About this task:
Restate each entry below without changing a word.

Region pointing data
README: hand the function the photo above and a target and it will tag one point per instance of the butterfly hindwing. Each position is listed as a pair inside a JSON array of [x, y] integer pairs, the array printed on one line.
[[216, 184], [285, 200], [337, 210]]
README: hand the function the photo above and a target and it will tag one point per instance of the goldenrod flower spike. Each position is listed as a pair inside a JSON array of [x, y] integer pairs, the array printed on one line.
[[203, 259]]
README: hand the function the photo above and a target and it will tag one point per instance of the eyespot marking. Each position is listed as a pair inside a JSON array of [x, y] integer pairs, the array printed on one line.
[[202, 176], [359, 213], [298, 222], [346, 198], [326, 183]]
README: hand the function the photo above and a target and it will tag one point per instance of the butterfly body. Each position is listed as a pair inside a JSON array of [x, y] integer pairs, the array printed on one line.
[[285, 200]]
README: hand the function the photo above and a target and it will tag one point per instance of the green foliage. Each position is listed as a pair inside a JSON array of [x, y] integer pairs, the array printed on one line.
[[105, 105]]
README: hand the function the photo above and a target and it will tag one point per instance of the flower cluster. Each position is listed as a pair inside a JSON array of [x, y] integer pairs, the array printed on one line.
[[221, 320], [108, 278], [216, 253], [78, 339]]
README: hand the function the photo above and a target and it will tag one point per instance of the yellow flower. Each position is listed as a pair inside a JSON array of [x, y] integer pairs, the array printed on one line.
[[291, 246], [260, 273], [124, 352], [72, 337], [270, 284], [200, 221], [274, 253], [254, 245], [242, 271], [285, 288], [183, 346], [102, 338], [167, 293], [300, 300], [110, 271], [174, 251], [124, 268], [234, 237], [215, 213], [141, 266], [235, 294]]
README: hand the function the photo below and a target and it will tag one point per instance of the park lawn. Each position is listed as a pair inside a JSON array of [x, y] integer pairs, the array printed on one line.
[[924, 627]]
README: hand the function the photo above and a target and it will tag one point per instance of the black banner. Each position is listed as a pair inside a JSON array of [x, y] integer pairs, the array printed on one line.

Your solution:
README: hand the function the photo above and a target and it will tag one point per instance of the butterfly hindwing. Each position is listed as a pair inside a JSON array of [x, y] integer pairs, the array printed on one line.
[[216, 184], [285, 200], [337, 210]]
README: hand the function the photo above and a target and it will tag one point per instance of the goldenrod flower spike. Each position is listed as a pair inside a JSON array of [x, y] integer pairs, the array printed on one line.
[[203, 259]]
README: hand the function the photo above and a target and it will tag one point per instance of the eyespot marking. Each position is listed as a pair inside a JSON array of [x, y] integer pairs, the array printed on one line.
[[202, 176], [359, 213], [298, 222], [346, 198], [326, 183]]
README: hand the function the photo above and a target and it will tag one point per instance of the butterfly body. Each position is listed as a pair inside a JSON array of [x, y] integer pairs, the array printed on one line.
[[285, 200]]
README: hand the function the photo above and a target and it will tag one point per instance of the green foliage. Each position is listed as a pair inside a JSON array of [x, y] integer pairs, the array printed on one line.
[[105, 105]]
README: hand the function the photo above and a target and it will tag one point per instance of the flower cluster. Each position is listed as a pair inside a JSON array of [x, y] integer pairs, the array printed on one line.
[[221, 320], [108, 278], [216, 253], [78, 339]]
README: hand the function the photo above and a target and it will tag one point per instance of the yellow flower. Each position is listed as a pair inside a JSON array of [x, y] integer pairs, the array printed on one line.
[[291, 246], [260, 273], [124, 352], [72, 337], [270, 284], [200, 221], [274, 253], [254, 245], [242, 271], [285, 288], [183, 346], [102, 338], [167, 293], [300, 300], [110, 271], [174, 251], [124, 268], [234, 237], [215, 213], [141, 266], [235, 294]]
README: hand the function the photo below and a target and it will tag one point per instance of the park lawn. Each position is listed as a pair inside a JSON array of [x, y] integer pairs, the array printed on one line.
[[924, 627]]
README: hand the function the photo above and a target and it will tag one point per instance of the black banner. Each position is listed as a pair inside a JSON array of [x, y] integer pairs, the array printed on one line.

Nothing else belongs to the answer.